### What is required
Reproduce word for word the lines below, starting at the line that contains "of the small" and ending at the line that contains "[(99, 267)]", including both of those lines.

### Supplied data
▬▬▬▬▬▬▬▬▬▬
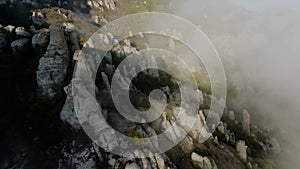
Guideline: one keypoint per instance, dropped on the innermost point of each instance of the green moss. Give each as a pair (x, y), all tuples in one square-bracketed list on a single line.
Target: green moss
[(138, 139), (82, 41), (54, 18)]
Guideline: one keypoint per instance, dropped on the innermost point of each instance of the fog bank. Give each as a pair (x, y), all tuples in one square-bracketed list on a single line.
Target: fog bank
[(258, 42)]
▬▬▬▬▬▬▬▬▬▬
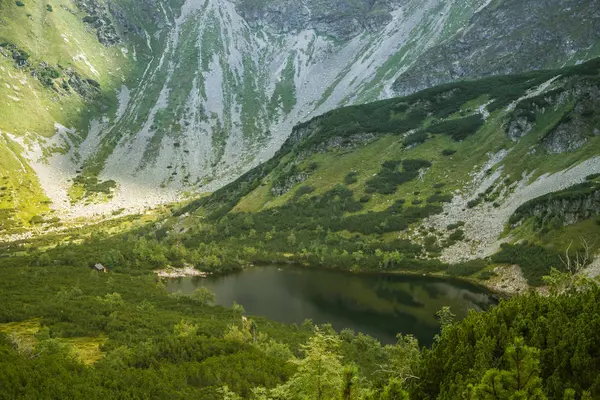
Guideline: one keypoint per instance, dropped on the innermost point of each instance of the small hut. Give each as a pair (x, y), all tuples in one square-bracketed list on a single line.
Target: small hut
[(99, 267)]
▬▬▬▬▬▬▬▬▬▬
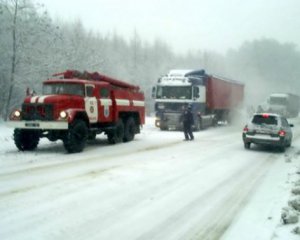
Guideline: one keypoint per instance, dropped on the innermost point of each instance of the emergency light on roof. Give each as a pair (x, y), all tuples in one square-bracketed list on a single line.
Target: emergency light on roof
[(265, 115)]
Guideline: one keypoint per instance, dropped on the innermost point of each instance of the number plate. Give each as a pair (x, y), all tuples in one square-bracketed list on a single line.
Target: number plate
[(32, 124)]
▬▬▬▬▬▬▬▬▬▬
### Task solution
Guideline: one keypoint per instance, dropped on the innermost point of each instance of the small hut. Give each as a pair (x, y), all tuples in one square-bracketed list on a single line.
Target: small hut
[(99, 267)]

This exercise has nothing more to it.